China has constructed a new village consisting of 101 homes, approximately 4.5 kilometres within the Indian territory in Arunachal Pradesh, NDTV reported on Monday, citing satellite images accessed by it. The village, located on the banks of the River Tsari Chu, in the Upper Subansiri district of the state could not be seen in satellite images of the same area taken in August 2019, suggesting that the construction was done at some point since then, according to the television channel.

China claims Arunachal Pradesh as part of southern Tibet, while India contests it.

In its response to the report, the Ministry of External Affairs did not deny the presence of the village, but said that China had been carrying out such activities in the past too, according to ANI. “We have seen recent reports on China undertaking construction work along the border areas with India,” the foreign ministry said. “China has undertaken such infrastructure construction activity in the past several years.”

The ministry said that India has stepped up the construction of border infrastructure, including roads and bridges for the improvement of livelihood of its citizens, including in Arunachal Pradesh.

The foreign ministry’s statement came after the satellite images, taken on November 1, 2020, were sent to it, with queries on the matter, according to NDTV. It, however, did not directly respond to a question on whether the construction of the village was diplomatically raised with China. Instead the ministry said: “Government keeps a constant watch on all developments having a bearing on India’s security and takes all the necessary measures to safeguard its sovereignty and territorial integrity.”

Significantly, Bharatiya Janata Party MP from Arunachal East Tapir Gao has repeatedly raised the matter of Chinese incursion in several parts of the state. The Army had denied his claimed when he first mentioned the matter in September 2019. However, he raised the matter in Lok Sabha yet again in November 2019.

___

Actions to take:
1) Using the report above on the Chinese village in Arunachal Pradesh, decide whether each statement agrees with it: (a) The village was visible in satellite images of the area taken in August 2019. (b) The Ministry of External Affairs denied that the village exists. (c) The satellite images sent to the foreign ministry were taken on November 1, 2020. Answer yes or no for each and quote the words of the report that decide it.
2) Retype the report on the Chinese village in Arunachal Pradesh without any changes, starting at "China has constructed" and ending at "the television channel.".

___

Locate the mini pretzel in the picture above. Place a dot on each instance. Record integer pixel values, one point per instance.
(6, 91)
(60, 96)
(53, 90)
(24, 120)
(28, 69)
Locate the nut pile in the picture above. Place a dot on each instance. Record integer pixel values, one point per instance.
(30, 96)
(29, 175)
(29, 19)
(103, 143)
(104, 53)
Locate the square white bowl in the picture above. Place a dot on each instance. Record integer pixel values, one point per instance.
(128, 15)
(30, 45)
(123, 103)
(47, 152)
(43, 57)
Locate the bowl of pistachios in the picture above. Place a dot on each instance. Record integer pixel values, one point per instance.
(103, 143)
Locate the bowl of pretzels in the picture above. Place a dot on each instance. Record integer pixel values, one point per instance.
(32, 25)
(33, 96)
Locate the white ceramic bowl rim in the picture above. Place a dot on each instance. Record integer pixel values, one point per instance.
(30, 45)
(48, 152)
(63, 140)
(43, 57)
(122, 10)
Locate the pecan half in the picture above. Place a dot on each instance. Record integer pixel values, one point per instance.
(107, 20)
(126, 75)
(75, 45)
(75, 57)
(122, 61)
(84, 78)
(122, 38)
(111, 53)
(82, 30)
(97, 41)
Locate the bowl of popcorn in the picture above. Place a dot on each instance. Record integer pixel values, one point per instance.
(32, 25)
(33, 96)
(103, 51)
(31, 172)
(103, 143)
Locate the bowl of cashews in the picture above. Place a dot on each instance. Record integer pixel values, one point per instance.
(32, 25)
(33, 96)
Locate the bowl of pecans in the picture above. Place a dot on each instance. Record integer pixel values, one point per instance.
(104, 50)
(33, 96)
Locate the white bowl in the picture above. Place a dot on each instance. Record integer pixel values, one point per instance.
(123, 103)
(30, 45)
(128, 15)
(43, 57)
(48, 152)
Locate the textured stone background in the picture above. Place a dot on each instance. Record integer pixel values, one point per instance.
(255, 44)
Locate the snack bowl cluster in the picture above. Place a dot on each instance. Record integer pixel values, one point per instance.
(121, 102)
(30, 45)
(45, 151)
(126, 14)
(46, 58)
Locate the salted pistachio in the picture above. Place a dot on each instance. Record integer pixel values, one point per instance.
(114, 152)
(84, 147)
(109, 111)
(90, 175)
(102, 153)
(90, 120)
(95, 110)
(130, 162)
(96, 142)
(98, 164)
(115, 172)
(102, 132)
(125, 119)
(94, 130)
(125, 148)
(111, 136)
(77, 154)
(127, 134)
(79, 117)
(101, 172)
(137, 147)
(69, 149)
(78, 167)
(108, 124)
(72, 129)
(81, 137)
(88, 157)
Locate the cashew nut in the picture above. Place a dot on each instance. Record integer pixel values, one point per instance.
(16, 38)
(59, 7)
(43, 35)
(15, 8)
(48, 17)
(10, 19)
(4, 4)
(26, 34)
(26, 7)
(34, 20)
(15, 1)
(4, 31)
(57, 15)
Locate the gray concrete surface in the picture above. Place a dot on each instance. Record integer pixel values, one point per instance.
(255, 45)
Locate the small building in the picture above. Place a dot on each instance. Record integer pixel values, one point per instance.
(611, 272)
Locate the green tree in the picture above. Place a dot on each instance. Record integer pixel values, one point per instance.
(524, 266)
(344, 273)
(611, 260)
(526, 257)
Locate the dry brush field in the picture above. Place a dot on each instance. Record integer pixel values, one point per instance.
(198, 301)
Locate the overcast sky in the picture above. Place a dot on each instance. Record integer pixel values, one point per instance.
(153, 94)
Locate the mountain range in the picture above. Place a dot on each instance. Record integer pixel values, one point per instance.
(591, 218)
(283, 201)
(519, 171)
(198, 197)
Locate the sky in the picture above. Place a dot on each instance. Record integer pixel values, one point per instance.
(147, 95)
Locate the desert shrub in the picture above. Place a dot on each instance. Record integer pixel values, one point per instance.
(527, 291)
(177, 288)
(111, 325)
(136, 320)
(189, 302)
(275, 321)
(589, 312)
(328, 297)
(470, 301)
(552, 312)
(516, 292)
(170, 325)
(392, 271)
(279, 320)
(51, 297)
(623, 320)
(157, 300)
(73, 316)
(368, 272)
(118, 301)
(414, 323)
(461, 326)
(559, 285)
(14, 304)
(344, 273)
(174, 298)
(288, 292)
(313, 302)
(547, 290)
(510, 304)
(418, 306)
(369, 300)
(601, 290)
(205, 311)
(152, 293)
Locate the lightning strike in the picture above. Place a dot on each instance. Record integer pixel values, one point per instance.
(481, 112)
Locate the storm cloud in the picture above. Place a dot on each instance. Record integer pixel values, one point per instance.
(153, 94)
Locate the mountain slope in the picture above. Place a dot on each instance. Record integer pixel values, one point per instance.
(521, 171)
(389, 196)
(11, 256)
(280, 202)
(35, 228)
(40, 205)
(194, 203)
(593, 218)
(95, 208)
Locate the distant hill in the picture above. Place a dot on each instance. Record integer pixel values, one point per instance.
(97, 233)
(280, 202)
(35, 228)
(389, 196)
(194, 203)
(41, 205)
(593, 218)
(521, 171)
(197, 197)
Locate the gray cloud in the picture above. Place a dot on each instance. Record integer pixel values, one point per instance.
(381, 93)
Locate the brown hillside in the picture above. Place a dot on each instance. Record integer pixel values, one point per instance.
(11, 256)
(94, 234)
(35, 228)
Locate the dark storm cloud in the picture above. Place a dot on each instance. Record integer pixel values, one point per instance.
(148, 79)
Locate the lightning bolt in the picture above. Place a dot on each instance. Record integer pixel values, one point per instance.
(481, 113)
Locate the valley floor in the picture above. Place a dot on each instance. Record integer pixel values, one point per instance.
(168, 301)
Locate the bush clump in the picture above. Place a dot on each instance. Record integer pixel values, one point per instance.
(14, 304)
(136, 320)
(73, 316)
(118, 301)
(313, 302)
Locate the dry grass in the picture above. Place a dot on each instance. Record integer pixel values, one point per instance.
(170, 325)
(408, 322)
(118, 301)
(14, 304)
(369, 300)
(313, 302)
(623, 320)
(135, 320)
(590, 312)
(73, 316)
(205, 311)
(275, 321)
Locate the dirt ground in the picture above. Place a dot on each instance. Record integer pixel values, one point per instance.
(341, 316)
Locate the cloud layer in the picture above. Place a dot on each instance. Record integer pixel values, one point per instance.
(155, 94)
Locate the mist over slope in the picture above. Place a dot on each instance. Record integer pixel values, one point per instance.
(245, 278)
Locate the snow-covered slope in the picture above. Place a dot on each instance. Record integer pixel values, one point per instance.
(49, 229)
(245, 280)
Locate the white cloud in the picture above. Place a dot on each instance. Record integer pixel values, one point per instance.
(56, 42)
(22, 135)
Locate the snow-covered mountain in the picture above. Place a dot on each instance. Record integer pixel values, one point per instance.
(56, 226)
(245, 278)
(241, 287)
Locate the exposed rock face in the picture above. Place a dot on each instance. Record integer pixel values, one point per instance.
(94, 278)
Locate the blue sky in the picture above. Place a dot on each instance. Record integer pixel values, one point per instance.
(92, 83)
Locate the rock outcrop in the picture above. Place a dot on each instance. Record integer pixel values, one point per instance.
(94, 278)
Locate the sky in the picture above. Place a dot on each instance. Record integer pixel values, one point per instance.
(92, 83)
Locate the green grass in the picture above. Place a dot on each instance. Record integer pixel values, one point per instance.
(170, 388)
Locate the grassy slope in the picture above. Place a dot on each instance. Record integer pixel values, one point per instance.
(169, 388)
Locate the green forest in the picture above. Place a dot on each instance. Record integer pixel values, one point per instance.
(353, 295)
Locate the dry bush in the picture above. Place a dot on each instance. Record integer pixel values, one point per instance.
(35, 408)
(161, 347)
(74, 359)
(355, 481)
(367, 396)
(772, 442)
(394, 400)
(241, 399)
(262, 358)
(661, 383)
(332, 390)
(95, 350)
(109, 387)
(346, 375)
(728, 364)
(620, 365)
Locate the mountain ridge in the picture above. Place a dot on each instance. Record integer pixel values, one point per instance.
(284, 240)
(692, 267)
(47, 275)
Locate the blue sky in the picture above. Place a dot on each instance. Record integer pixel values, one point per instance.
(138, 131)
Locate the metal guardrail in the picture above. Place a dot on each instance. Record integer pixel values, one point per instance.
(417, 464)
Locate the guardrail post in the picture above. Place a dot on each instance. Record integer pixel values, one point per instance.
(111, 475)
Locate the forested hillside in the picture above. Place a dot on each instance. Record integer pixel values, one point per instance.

___

Numbered answers:
1)
(a) No: "could not be seen in satellite images of the same area taken in August 2019"
(b) No: "did not deny the presence of the village"
(c) Yes: "the satellite images, taken on November 1, 2020, were sent to it"

2)
China has constructed a new village consisting of 101 homes, approximately 4.5 kilometres within the Indian territory in Arunachal Pradesh, NDTV reported on Monday, citing satellite images accessed by it. The village, located on the banks of the River Tsari Chu, in the Upper Subansiri district of the state could not be seen in satellite images of the same area taken in August 2019, suggesting that the construction was done at some point since then, according to the television channel.